• YOUR INSTRUCTIONS:
Can you copy out each of the lines below word for word, with no changes?

[Dataset entries]
=-=-=

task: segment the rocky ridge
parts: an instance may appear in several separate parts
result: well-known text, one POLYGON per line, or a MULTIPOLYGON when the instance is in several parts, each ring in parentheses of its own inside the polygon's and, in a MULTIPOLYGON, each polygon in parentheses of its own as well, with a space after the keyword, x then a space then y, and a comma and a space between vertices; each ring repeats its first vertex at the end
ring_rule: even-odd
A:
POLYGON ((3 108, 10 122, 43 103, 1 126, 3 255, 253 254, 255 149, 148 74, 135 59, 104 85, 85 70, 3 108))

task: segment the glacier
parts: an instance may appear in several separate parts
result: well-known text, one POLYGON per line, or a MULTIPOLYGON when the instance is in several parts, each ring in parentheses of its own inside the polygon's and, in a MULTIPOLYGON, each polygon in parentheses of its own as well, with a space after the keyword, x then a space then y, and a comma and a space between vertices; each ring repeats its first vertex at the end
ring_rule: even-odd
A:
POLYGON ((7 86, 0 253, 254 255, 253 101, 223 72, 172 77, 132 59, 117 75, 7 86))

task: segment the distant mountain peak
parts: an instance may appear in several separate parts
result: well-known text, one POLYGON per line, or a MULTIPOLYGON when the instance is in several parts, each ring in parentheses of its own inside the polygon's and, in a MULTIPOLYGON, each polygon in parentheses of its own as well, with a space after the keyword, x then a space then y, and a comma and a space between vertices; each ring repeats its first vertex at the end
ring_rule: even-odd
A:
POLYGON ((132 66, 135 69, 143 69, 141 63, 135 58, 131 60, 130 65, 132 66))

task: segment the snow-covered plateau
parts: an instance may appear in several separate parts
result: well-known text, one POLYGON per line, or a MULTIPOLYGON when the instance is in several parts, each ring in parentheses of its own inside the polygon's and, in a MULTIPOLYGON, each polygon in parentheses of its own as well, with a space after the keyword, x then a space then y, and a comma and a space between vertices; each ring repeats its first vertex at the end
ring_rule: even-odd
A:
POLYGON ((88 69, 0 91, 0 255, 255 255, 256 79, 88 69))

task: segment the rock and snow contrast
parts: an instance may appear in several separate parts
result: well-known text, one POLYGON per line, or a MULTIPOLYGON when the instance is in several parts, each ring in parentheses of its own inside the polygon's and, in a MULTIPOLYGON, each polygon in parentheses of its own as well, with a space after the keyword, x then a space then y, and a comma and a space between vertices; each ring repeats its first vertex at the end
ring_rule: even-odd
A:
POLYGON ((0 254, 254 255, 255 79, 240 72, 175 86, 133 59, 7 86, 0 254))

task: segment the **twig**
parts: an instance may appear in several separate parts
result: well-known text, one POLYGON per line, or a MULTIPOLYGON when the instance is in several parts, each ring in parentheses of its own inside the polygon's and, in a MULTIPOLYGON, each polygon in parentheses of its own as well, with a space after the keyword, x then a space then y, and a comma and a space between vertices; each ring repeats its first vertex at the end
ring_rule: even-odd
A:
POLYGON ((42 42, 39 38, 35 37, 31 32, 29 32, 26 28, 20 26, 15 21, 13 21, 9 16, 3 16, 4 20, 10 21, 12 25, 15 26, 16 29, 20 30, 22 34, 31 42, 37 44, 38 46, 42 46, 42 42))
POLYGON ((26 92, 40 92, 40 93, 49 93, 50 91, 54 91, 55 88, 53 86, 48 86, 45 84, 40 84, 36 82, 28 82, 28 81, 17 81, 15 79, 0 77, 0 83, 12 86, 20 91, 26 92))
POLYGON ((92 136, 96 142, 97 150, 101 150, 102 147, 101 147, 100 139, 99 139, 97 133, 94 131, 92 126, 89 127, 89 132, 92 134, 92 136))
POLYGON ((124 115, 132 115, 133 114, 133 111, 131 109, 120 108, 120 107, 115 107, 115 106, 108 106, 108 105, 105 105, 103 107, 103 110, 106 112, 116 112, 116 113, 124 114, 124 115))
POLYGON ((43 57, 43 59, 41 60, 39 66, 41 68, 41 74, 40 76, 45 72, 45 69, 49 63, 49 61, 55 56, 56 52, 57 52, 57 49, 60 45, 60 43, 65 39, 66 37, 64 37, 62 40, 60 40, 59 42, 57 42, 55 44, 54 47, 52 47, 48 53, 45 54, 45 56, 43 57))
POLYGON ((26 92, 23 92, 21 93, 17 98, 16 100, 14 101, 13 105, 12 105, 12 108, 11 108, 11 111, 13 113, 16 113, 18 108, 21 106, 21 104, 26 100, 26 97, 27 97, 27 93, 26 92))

=-=-=

• SOLUTION:
task: segment the rocky ridge
parts: an instance may appear in several separate parts
result: well-known text, one POLYGON per line, or a MULTIPOLYGON when the instance is in several parts, each ring in parentheses of its own inside the polygon's and, in a MULTIPOLYGON, each polygon in parentheses of its own as well, with a space after the keyword, x then a space then y, and a comma and a space between vertices; each ring repeats its first vertex at the end
ring_rule: even-odd
A:
POLYGON ((3 108, 10 122, 43 103, 1 126, 3 255, 253 254, 255 149, 148 74, 135 59, 104 85, 85 70, 3 108))

task: segment the glacier
parts: an instance may appear in several separate parts
result: well-known text, one POLYGON per line, or a MULTIPOLYGON when the instance is in several parts, each ring in parentheses of its own inside the polygon's and, in a MULTIPOLYGON, each polygon in parentheses of its own as well, with a space after the keyword, x then a space then y, and a comma and a space between vertices; each ring repeats its first vertex at the end
ring_rule: even-odd
A:
POLYGON ((7 86, 0 253, 254 255, 253 101, 223 72, 172 77, 132 59, 117 75, 7 86))

task: segment the distant mountain peak
parts: an instance may appear in several separate parts
result: well-known text, one POLYGON per line, or a MULTIPOLYGON when the instance is in several parts, each ring in parentheses of its own inside the polygon's and, in a MULTIPOLYGON, each polygon in parentheses of its own as well, with a space after the keyword, x then a space then y, and a comma and a space between vertices; each ring repeats its first vertex at the end
ring_rule: even-odd
A:
POLYGON ((132 66, 135 69, 143 69, 141 63, 135 58, 131 60, 130 65, 132 66))

task: segment the snow-covered plateau
parts: an instance may appear in several separate parts
result: well-known text, one POLYGON per line, or a MULTIPOLYGON when the instance is in several parts, each ring in parentheses of its own inside the polygon's and, in a MULTIPOLYGON, each polygon in parentheses of its own as well, with a space after the keyword, x then a space then y, and a comma and a space between vertices; each ring repeats its first vertex at the end
ring_rule: even-odd
A:
POLYGON ((88 69, 0 91, 0 255, 255 255, 256 79, 88 69))

task: segment the rock and snow contrast
parts: an instance may appear in several separate parts
result: well-known text, one POLYGON per line, or a MULTIPOLYGON when the instance is in several parts, each ring in parentheses of its own inside the polygon's and, in a MULTIPOLYGON, each polygon in parentheses of its own as well, with a space after the keyword, x then a space then y, and a comma and a space between vertices; each ring repeats its first vertex at the end
ring_rule: even-odd
A:
POLYGON ((0 254, 254 255, 255 79, 240 72, 175 86, 133 59, 7 86, 0 254))

task: segment the **twig**
parts: an instance may appear in several separate parts
result: well-known text, one POLYGON per line, or a MULTIPOLYGON when the instance is in several parts, each ring in parentheses of its own inside the polygon's and, in a MULTIPOLYGON, each polygon in parentheses of its own as well, with a space after the keyword, x then a space then y, and a comma and a space between vertices; each ring repeats its first vertex at the end
ring_rule: even-odd
A:
POLYGON ((42 42, 39 38, 35 37, 31 32, 29 32, 26 28, 20 26, 15 21, 13 21, 9 16, 3 16, 4 20, 10 21, 12 25, 15 26, 16 29, 20 30, 22 34, 31 42, 37 44, 38 46, 42 46, 42 42))
POLYGON ((26 92, 40 92, 40 93, 49 93, 50 91, 54 91, 55 88, 53 86, 48 86, 45 84, 40 84, 36 82, 28 82, 28 81, 17 81, 15 79, 0 77, 0 83, 12 86, 20 91, 26 92))
POLYGON ((92 136, 96 142, 97 150, 101 150, 102 147, 101 147, 100 139, 99 139, 97 133, 94 131, 92 126, 89 127, 89 132, 92 134, 92 136))
POLYGON ((124 115, 132 115, 133 114, 133 111, 131 109, 120 108, 120 107, 115 107, 115 106, 108 106, 108 105, 105 105, 103 107, 103 110, 106 112, 116 112, 116 113, 124 114, 124 115))
POLYGON ((43 57, 43 59, 41 60, 39 66, 41 68, 41 74, 40 76, 45 72, 45 69, 49 63, 49 61, 55 56, 56 52, 57 52, 57 49, 60 45, 60 43, 65 39, 66 37, 64 37, 62 40, 60 40, 59 42, 57 42, 55 44, 54 47, 52 47, 48 53, 45 54, 45 56, 43 57))
POLYGON ((26 92, 23 92, 21 93, 17 98, 16 100, 14 101, 13 105, 12 105, 12 108, 11 108, 11 111, 13 113, 16 113, 18 108, 21 106, 21 104, 26 100, 26 97, 27 97, 27 93, 26 92))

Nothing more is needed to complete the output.